• [GIVEN PASSAGE]

┌────────

I get the pork bellies at RD. I sell one whole belly (about 10 lbs total) for $55.00 sliced. Currently the prices at RD are $2.39/lb so I'm making some money on the deal


----------



## wes w (Sep 29, 2014)

Them is some cheap bellies!     Not real sure your making any money by the time you figure in your curing supplies, time and cold smoking for 10hrs or more.  I personally wouldn't think about selling bacon for less then 8-10 dollars a lb.   At that price you still aren't "making" any money.     Bellies here are up to 3.00lb.   Kinda sucks because I can't afford to buy any


----------



## rexster314 (Sep 29, 2014)

Wes W said:


> Them is some cheap bellies!     Not real sure your making any money by the time you figure in your curing supplies, time and cold smoking for 10hrs or more.  I personally wouldn't think about selling bacon for less then 8-10 dollars a lb.   At that price you still aren't "making" any money.     Bellies here are up to 3.00lb.   Kinda sucks because I can't afford to buy any


Cure #1 is cheap on Amazon, I buy brown sugar and salt by the 25lb bag at Costco, I use 2 Amazen smokers in my Bradleys, cutting costs down for Bradley pucks, and I'm retired so my time is cheap, especially when the only real labor involved is trimming, applying cure, then slicing and bagging the bacon, I don't count the time spent waiting on the cure to work its wonders, so I'm satisfied that my profit is about 40-45% or better. For me it's something to do. When it's not fun anymore or orders dry up, I won't be crying


----------



## gibsorz (Sep 29, 2014)

I have to go down to the states to get my bellies because they are 5.50 a LB when bought by the case skin in west coast canada. When I calculated everything out, spices/cure for basic bacon were about 50 cents a pound, my cold smoking is about 10 cents an hour. A vac bag for it in a chamber sealer would be 7 cents a pound (at VSU). My only problem is I don't have a slicer able to slice bacon. If you add in electricity at 1$ a pound (probably high, it is less than a dollar a day for me). I make the bacon for around 4.50 if I get it in the state...if I buy the belly in canada it is about 7.40 a pound to make. I could sell it for as much as 13-15$ / 500g if I were trying to do it as a business. Just selling it to friends, I charge 8 bucks. So on average 2 dollars over cost, which is really a good deal for such quality bacon. The cheapest you can find true dry cured, no smoke bacon is $10 at my butcher per pound on sale.

└────────

• [EXTRACTED MATERIAL]
┌────────

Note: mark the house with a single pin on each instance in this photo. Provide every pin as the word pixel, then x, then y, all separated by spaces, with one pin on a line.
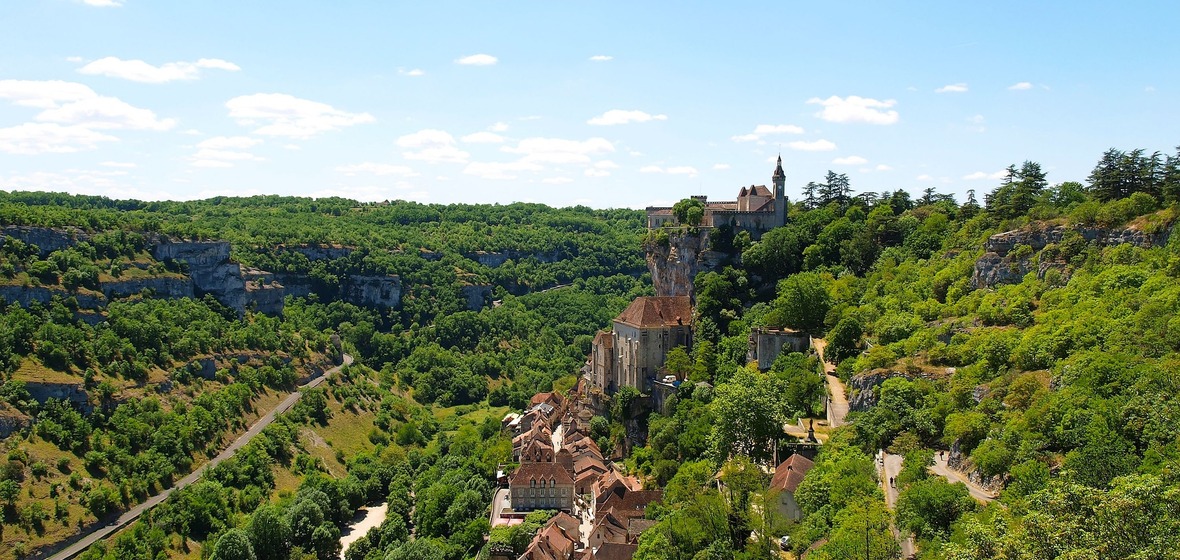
pixel 542 486
pixel 556 541
pixel 755 211
pixel 786 481
pixel 634 351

└────────

• [WHAT IS ASKED]
(a) In the bacon-pricing thread, what price does the first poster charge for one whole sliced belly?
(b) Reproduce the bacon-pricing thread from "## wes w (Sep" up to and including "rexster314 (Sep 29, 2014)".

• [ANSWERS TO THE EXERCISES]
(a) $55.00

(b)
## wes w (Sep 29, 2014)

Them is some cheap bellies!     Not real sure your making any money by the time you figure in your curing supplies, time and cold smoking for 10hrs or more.  I personally wouldn't think about selling bacon for less then 8-10 dollars a lb.   At that price you still aren't "making" any money.     Bellies here are up to 3.00lb.   Kinda sucks because I can't afford to buy any


----------



## rexster314 (Sep 29, 2014)